# Hello, my name is... and I am a diesel addict!



## finnbmw (Jul 6, 2008)

Hi all!

Let's introduce ourselves! I've been posting on the X5 forum, but I think it's great that we diesel owners/enthusiasts have our own forum!

Anyway, I've got a 2010 X5 35d Space Grey/Black Nevada with all the options I want and none I don't need. Been an owner since 2/10/10. It has now about 900 miles with an average mpg of 27.3...


----------



## 2010X535D (Oct 21, 2009)

I'm glad to see there is a forum for us diesel guys and gals. I have a 2010 X5 35d in white with tan guts with all the options but adaptive drive, rear seat entertainment, and the 3rd row seat. We took delivery 11-30-09 and have about 2000 miles on it. We are currently getting 21.5MPG in 100% stop and go traffic, even with a very heavy foot on the accelerator. It's hands down the best SUV we've owned!


----------



## Stugots (Jan 1, 2010)

2010 335d, since 12/12/09, just over 6,000 miles on it, and about 31MPG average atm. Coming from an 07 E90 328, which was a great car, but it doesn't even come close to my d.


----------



## lalitkanteti (Nov 15, 2009)

Just bought 2009 (6months old 3300 miles) 335d black sapphire, beige, premium, sport , cold, Nav, CS, PDC. I haven't been able to take it on road because I didn't get plates from RMV. It has M5 rims with blizzak WS60. Roads in MA are very bad and reading abt RFT is scaring me.
I have been following diesels for past an year. I took test drive of 335d, x5d, Jett Tdi, A3 Tdi and Q7 tdi. I liked 335 d most.


----------



## 5Thirty (Dec 8, 2005)

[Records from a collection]
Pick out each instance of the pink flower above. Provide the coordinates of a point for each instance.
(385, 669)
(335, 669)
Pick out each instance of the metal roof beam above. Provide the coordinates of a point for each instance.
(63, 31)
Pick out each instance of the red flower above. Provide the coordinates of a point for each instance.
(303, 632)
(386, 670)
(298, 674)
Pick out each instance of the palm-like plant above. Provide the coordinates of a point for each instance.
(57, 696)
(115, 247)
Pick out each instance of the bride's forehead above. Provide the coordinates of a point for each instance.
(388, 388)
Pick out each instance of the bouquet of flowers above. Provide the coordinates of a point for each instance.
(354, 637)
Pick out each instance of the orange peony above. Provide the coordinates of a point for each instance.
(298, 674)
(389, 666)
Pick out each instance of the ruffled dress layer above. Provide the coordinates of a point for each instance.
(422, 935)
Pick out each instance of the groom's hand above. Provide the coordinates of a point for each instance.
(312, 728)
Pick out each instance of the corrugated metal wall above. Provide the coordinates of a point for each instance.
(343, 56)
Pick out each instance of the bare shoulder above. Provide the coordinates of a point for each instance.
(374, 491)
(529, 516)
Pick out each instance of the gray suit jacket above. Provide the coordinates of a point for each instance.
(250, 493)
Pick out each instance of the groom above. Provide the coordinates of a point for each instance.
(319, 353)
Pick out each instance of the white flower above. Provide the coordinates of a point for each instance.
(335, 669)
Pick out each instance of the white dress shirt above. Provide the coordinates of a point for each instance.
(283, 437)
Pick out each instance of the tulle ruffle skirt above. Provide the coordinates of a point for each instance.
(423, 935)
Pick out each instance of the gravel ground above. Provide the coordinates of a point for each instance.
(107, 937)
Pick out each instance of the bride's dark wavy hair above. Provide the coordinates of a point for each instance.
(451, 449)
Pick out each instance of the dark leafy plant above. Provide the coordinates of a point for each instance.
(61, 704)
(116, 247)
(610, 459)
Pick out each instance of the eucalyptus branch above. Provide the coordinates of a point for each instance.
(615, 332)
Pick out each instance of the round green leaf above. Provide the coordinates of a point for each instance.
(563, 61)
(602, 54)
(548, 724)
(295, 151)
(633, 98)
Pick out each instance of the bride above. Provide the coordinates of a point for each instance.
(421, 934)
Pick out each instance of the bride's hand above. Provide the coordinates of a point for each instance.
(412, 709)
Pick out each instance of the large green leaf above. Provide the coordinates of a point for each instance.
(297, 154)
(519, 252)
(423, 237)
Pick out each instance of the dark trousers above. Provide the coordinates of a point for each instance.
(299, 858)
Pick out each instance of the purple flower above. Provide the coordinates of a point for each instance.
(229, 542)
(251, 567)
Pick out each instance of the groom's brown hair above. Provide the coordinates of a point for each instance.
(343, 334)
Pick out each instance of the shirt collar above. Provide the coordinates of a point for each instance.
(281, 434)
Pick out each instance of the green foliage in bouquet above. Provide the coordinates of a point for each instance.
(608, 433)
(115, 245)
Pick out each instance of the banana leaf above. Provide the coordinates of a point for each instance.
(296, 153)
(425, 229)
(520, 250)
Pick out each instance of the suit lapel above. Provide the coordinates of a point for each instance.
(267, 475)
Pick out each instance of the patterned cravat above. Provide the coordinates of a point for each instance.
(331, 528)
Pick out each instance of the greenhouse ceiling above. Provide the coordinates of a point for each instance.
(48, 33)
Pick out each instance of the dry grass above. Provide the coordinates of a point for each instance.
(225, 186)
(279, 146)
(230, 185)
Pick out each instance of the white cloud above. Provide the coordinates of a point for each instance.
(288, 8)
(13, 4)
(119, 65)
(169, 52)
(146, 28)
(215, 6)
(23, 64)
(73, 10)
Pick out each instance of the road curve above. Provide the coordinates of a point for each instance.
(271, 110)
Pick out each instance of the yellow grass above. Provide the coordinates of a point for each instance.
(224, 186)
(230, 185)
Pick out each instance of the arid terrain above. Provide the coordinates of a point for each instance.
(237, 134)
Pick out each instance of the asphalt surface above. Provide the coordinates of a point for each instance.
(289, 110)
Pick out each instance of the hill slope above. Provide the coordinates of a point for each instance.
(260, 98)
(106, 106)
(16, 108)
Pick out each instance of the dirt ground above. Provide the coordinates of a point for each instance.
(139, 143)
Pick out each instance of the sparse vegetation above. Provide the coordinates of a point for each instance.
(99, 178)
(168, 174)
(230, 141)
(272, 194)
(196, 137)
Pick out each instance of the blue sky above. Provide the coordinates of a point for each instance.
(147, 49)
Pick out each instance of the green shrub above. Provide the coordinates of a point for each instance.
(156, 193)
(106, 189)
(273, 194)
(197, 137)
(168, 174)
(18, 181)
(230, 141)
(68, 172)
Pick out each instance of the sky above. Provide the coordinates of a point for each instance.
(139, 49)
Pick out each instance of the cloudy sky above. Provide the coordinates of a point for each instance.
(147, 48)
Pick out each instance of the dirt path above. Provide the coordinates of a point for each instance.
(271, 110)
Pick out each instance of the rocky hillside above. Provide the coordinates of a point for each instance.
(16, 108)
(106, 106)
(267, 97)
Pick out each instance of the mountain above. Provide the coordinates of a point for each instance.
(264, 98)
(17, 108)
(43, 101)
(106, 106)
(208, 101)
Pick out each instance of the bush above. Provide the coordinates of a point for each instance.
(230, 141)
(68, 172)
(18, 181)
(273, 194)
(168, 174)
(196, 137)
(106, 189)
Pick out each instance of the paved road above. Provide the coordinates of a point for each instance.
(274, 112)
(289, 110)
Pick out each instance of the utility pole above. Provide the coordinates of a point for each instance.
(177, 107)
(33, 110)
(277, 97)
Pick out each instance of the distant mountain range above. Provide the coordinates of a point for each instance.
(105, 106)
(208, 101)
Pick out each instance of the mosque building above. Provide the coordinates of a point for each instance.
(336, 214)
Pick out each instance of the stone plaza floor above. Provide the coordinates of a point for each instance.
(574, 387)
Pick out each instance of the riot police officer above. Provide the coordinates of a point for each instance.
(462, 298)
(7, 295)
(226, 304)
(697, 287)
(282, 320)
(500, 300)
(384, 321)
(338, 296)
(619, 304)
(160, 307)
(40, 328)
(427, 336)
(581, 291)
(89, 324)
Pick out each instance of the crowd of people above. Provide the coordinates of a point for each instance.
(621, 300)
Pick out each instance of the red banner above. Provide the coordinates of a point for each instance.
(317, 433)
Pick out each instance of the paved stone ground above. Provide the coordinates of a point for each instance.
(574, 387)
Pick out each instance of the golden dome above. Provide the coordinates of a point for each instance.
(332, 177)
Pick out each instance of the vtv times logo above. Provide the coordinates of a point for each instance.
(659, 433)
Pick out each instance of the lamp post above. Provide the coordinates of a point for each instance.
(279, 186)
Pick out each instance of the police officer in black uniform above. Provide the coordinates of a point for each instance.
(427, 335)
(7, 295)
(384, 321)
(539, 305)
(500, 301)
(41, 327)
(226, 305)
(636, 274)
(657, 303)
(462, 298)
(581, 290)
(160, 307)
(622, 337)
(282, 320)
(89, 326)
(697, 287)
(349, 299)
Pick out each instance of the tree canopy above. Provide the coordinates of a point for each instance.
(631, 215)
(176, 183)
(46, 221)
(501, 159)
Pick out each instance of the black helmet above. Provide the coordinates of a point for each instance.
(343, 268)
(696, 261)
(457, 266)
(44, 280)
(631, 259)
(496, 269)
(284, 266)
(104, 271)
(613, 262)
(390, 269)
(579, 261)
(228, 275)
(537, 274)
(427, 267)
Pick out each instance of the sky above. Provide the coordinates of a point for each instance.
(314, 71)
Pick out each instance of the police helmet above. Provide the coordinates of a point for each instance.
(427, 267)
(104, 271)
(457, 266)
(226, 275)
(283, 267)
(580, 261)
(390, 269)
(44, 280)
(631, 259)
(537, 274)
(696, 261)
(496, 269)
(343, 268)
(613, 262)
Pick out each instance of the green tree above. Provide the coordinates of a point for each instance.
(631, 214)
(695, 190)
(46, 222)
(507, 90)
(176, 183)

▶ Required task 1
In the diesel forum thread, what average mpg does finnbmw report for the 2010 X5 35d?
▶ Required task 2
Turn the entries from the line that contains "Pick out each instance of the police helmet" down to the end of the entries into a two-column CSV with the columns entry_text and answer. Give one row per entry, with each value in its own quoted field and any line breaks replaced by spaces.
The diesel forum thread and the entries are unrelated pieces of material.

▶ Reply 1
27.3 mpg

▶ Reply 2
entry_text,answer
"Pick out each instance of the police helmet above. Provide the coordinates of a point for each instance.","(427, 267) (104, 271) (457, 266) (226, 275) (283, 267) (580, 261) (390, 269) (44, 280) (631, 259) (537, 274) (696, 261) (496, 269) (343, 268) (613, 262)"
"Pick out each instance of the green tree above. Provide the coordinates of a point for each instance.","(631, 214) (695, 190) (46, 222) (507, 90) (176, 183)"